**WHAT TO PRODUCE**
Turn the lines into a numbered list, starting at the line that contains "Subject: the crushed" and running down to the end of the lines, with both ends included and blank lines left out.

**Image box annotation records**

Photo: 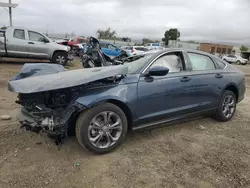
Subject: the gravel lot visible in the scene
[0,62,250,188]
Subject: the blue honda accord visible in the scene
[9,49,245,154]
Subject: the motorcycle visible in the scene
[79,37,123,68]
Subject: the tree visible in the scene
[162,28,181,46]
[142,38,154,45]
[240,45,248,52]
[0,26,7,30]
[121,37,132,42]
[64,32,70,39]
[97,27,116,39]
[70,31,76,38]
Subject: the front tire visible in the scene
[75,103,128,154]
[215,90,237,122]
[52,52,68,66]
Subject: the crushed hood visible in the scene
[8,63,128,93]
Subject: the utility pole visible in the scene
[0,0,18,27]
[9,0,12,27]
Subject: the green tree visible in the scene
[162,28,181,46]
[240,45,248,52]
[97,27,116,39]
[0,26,7,30]
[121,37,132,42]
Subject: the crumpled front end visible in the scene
[16,89,85,144]
[9,64,127,144]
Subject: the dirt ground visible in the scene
[0,62,250,188]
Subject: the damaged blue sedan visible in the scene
[9,49,245,154]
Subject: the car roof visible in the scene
[150,48,213,56]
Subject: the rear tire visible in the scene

**EXERCISE RESPONSE**
1. Subject: the crushed hood visible in the scene
2. [8,63,128,93]
3. Subject: the utility pole visible in the scene
4. [0,0,18,27]
5. [9,0,12,27]
6. Subject: the green tree visible in the scene
7. [162,28,181,46]
8. [240,45,248,52]
9. [97,27,116,39]
10. [0,26,7,30]
11. [121,37,132,42]
12. Subject: the crumpled front end visible in the scene
13. [16,89,85,144]
14. [9,64,127,144]
15. Subject: the dirt ground visible in the scene
16. [0,62,250,188]
17. Subject: the damaged blue sedan visible in the scene
18. [9,49,245,154]
19. Subject: the car roof visible in the scene
20. [150,48,213,56]
21. Subject: the rear tire visible in the scene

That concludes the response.